**Exercise brief**
Please continue the news report on Abdul Rashid Dostum's security operation in Faryab Province, picking up after its final sentence.

**Document excerpt**

^^^^^^^^

First Vice President Abdul Rashid Dostum has vowed that Afghanistan's volatile northern Faryab Province will soon be fully "cleared" of Taliban and other militants, as he leads an ongoing security operation in the area.
Speaking to RFE/RL's Radio Free Afghanistan from Faryab's Ghurmach district on August 19, Dostum suggested that "morale is extremely low" among militants as government troops continue to attack their positions.
Dostum, a former warlord, reportedly cut short medical treatment in Turkey to return to Afghanistan in July, after the Taliban's seizure of dozens of villages in Faryab sparked fears that the northern province bordering Turkmenistan would slip from government control.
Dostum claims that many areas have already been retaken from militants since the military operation began earlier this month.

^^^^^^^^

**Dataset content**
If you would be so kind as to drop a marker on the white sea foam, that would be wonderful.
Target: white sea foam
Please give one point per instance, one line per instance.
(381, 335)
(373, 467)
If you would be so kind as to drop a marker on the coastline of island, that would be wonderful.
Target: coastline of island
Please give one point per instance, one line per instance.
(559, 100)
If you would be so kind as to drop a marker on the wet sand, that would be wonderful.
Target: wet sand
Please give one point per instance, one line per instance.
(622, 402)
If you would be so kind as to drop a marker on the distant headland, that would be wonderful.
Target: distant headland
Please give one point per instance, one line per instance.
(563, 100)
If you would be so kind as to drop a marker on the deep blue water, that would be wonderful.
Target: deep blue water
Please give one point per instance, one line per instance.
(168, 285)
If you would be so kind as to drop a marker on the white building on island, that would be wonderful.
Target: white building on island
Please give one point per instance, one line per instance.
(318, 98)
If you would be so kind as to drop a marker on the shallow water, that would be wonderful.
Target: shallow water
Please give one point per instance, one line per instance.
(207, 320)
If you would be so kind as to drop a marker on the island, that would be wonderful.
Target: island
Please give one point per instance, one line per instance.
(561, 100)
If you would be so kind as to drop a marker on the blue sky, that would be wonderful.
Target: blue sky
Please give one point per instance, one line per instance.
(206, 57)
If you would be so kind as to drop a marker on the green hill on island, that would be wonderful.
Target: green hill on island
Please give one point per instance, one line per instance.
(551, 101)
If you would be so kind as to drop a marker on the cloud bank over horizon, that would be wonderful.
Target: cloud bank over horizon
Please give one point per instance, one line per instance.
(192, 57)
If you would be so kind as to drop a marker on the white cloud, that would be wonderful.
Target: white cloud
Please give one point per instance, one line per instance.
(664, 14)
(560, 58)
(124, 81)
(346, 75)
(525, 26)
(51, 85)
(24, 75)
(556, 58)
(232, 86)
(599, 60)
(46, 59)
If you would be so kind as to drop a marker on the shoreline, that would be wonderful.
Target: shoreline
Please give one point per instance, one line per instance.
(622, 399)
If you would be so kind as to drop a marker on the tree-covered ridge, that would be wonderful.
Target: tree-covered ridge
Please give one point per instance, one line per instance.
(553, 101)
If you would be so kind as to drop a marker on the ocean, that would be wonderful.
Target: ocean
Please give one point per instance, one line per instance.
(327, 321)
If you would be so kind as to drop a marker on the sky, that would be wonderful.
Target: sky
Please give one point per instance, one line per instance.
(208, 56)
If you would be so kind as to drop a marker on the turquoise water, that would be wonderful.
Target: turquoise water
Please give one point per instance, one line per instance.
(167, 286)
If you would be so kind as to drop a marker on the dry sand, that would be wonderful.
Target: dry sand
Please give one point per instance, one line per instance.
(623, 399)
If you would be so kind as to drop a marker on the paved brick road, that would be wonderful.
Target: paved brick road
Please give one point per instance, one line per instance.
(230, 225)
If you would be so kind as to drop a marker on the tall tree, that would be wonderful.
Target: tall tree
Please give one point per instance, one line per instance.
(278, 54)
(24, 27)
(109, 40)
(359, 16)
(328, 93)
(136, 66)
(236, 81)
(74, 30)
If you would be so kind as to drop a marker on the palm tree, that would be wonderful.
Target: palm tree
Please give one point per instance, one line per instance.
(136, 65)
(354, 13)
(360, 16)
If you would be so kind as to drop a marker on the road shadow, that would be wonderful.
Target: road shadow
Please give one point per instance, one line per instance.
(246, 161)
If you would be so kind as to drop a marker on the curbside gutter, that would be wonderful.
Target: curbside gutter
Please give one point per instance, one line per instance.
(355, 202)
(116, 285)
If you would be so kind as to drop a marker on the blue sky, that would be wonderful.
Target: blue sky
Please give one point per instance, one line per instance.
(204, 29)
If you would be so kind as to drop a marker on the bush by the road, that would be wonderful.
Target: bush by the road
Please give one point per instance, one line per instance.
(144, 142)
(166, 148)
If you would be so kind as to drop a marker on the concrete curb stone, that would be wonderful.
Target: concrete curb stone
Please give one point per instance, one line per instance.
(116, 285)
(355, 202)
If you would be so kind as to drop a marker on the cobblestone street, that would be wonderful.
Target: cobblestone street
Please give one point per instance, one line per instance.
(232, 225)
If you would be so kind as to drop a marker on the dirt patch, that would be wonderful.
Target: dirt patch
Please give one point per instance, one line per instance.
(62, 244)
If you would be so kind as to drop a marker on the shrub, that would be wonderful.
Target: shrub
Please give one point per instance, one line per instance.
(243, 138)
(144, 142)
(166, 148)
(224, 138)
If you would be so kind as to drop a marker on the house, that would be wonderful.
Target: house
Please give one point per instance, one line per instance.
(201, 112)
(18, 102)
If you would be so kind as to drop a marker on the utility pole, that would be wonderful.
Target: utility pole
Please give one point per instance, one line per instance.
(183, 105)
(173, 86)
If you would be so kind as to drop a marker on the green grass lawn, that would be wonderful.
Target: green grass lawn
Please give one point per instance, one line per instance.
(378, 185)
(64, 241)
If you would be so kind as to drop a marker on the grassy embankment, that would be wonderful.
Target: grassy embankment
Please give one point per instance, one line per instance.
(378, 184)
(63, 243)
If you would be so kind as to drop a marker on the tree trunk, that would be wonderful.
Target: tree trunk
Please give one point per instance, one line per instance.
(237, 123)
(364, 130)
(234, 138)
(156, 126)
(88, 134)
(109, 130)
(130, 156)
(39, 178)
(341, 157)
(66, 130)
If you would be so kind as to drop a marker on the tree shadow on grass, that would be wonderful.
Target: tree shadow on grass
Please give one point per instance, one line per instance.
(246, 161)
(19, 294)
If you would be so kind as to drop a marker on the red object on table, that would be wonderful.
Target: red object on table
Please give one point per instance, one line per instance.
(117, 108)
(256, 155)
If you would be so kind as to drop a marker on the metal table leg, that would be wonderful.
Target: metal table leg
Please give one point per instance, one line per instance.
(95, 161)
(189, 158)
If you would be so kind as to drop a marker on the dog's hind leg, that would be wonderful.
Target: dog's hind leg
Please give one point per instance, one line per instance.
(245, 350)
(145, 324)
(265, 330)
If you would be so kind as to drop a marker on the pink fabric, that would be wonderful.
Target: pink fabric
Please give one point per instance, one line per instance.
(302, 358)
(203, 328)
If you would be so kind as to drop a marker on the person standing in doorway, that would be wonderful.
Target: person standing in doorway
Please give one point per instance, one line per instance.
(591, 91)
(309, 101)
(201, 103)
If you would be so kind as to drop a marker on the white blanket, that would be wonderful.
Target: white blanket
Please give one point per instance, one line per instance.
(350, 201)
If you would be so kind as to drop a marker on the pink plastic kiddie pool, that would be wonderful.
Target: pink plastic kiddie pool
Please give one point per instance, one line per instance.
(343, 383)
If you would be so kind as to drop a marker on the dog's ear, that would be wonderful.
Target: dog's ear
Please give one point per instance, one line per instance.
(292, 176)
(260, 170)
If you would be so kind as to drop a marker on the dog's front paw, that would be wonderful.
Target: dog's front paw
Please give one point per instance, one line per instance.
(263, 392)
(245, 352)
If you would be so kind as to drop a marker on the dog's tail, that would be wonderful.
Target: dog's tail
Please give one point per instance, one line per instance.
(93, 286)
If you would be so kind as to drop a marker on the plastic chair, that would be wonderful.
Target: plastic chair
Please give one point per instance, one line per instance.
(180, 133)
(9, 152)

^^^^^^^^

**Response to this exercise**
Dostum told RFE/RL that troops have been deployed in "secret passageways," which militants use to retreat from northern areas to the southern Helmand Province -- a Taliban stronghold.
Dostum claimed that a militant commander from Uzbekistan was among the insurgents killed in the operation, while the Taliban's "border affairs minister" sustained injuries.
Dostum recently reiterated previous claims that Pakistan's Inter-Service Intelligence (ISI) agency has been supporting the Taliban in the conflict.
He also claimed that Afghan troops had killed "a Pakistani general," and he pledged to show that general's grave to reporters "once the operation is over."
"This war is not merely a war in [the Afghan] districts of Ghurmach, Bala Murghab, Qaysar, or Almar; this is war with Pakistan's ISI," Dostum said.
Dostum, an ethnic Uzbek with a kaleidoscopic history of alliances, said that "negotiations are under way with Pashtun tribal leaders" in the northern regions to win their support in the fight against the predominantly Pashtun Taliban fighters.
He sought to dismiss "rumors that Dostum has come to fight against Pashtuns in the area."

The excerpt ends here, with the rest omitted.